Your assignment » All the data below needs to be retyped exactly as shown.
#### Entries supplied ####
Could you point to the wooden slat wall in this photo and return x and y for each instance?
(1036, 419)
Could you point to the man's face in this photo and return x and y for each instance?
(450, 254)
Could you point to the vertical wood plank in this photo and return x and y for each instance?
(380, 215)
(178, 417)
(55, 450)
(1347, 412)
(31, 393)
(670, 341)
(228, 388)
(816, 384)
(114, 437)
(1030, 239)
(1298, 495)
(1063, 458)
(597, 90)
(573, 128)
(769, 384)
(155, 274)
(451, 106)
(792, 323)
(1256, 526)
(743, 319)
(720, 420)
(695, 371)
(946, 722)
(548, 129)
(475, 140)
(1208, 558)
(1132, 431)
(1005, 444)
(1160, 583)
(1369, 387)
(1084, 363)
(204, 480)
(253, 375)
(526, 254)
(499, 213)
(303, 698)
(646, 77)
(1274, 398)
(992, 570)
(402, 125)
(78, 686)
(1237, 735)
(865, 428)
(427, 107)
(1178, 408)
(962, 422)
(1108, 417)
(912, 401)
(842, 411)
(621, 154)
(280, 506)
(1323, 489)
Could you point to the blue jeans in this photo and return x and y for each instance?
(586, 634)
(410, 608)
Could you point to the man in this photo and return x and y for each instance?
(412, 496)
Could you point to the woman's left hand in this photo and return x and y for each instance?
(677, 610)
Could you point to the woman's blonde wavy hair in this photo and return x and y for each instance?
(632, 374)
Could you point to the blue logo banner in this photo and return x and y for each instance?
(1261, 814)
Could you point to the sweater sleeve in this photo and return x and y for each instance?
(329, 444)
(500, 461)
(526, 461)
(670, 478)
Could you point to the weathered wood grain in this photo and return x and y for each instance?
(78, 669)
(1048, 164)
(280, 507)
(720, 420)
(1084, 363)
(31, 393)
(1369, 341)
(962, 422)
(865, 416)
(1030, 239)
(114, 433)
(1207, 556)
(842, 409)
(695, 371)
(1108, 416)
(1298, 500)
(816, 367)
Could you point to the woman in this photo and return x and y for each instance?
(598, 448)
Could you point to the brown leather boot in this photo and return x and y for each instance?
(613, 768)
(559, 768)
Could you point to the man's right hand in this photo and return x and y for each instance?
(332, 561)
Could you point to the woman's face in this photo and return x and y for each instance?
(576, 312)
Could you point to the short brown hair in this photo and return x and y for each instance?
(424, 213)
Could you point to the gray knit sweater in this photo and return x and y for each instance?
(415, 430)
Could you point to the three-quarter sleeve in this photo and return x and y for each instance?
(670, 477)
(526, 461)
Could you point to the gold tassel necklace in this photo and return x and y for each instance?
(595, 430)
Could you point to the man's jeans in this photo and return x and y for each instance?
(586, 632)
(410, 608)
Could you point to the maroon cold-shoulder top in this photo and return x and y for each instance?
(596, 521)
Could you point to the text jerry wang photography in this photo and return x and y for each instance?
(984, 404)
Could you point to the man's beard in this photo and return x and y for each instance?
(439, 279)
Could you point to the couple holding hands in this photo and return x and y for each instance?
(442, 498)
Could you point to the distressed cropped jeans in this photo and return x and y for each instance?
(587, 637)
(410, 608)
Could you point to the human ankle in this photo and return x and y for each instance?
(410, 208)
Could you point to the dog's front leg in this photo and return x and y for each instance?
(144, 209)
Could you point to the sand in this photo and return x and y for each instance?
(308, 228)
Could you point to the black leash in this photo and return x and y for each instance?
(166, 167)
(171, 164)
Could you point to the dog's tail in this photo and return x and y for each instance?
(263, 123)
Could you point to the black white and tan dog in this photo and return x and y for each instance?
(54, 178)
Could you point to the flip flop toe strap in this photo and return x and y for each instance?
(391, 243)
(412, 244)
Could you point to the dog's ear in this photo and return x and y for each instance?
####
Solution for this exercise »
Could you point to the wooden slat wall in this photo and return x and y for each instance?
(1036, 419)
Could you point to the man's face in this photo and return x and y for each instance?
(450, 254)
Could you point to the vertical wood plank in this photo and return x and y for each instance?
(380, 215)
(178, 417)
(55, 450)
(1347, 412)
(31, 393)
(670, 341)
(228, 388)
(816, 384)
(114, 437)
(1030, 239)
(1298, 495)
(1063, 458)
(597, 90)
(573, 128)
(769, 384)
(155, 274)
(451, 106)
(792, 323)
(1256, 526)
(743, 319)
(720, 420)
(695, 371)
(946, 722)
(548, 129)
(475, 140)
(1208, 558)
(1132, 431)
(1005, 444)
(1160, 583)
(1369, 387)
(1084, 363)
(204, 480)
(253, 375)
(526, 254)
(499, 213)
(303, 698)
(646, 77)
(1274, 398)
(992, 570)
(402, 125)
(78, 686)
(1237, 735)
(865, 428)
(427, 107)
(1178, 408)
(962, 422)
(1108, 417)
(912, 401)
(842, 411)
(621, 154)
(280, 506)
(1323, 489)
Could you point to the blue jeans in this photo and return x and y for each instance?
(586, 634)
(410, 608)
Could you point to the man in this photo and return x and y for each instance?
(412, 496)
Could you point to the woman's left hand in this photo and return x and y for each instance?
(677, 610)
Could you point to the woman's blonde wavy hair in this photo and return x and y for each instance?
(632, 374)
Could you point to the blue logo banner in this photo and return x and y for each instance?
(1261, 814)
Could you point to the sweater sleeve in this photo and return x and y for each instance?
(329, 444)
(500, 461)
(526, 461)
(670, 478)
Could you point to the weathered wood grain in this photo and return x and y for each instance?
(78, 669)
(1048, 164)
(280, 507)
(720, 420)
(1084, 363)
(31, 393)
(1369, 341)
(962, 422)
(865, 416)
(1030, 239)
(114, 433)
(1207, 556)
(842, 409)
(695, 371)
(1108, 416)
(1298, 500)
(816, 367)
Could you point to the woman in this photo and return x and y for each instance?
(598, 448)
Could you point to the brown leather boot in this photo and return x and y for each instance?
(613, 768)
(559, 768)
Could you point to the man's right hand in this photo and return x and y for each instance?
(332, 561)
Could you point to the woman's face in this photo and return x and y for each instance?
(576, 312)
Could you point to the short brown hair in this photo and return x and y for each instance?
(424, 213)
Could you point to the gray knit sweater in this photo and return x and y for each instance?
(415, 430)
Could you point to the three-quarter sleeve in this photo and return x and y for each instance?
(670, 477)
(526, 461)
Could you point to the gold tassel necklace in this photo and return x and y for each instance?
(595, 430)
Could you point to the man's jeans in this photo and return x and y for each instance?
(586, 632)
(410, 608)
Could you point to the maroon cold-shoulder top in this photo and return x and y for each instance?
(596, 521)
Could you point to the text jerry wang photography in this photo and return x and y for each instance?
(984, 404)
Could you point to the man's beard in this photo and return x and y for each instance?
(439, 279)
Could you point to the couple holding hands in this photo and return x and y for each instance?
(442, 498)
Could you point to the distressed cropped jeans in this photo and return x and y for each instance?
(587, 637)
(410, 608)
Could you point to the human ankle in this photo and return x and y for each instance?
(410, 208)
Could you point to the dog's front leg in this photo and return x and y for each instance?
(144, 209)
Could you point to the sand in this photo and return x and y for each instance?
(308, 228)
Could you point to the black leash in this photo and return x and y for each instance?
(166, 167)
(171, 164)
Could you point to the dog's tail in this photo and return x and y for each instance?
(263, 123)
Could you point to the black white and tan dog in this photo and return x and y for each instance?
(54, 178)
Could you point to the flip flop toe strap in this photo and return x and y for each instance?
(391, 243)
(412, 244)
Could you point to the dog's ear in this photo and return x and y for each instance?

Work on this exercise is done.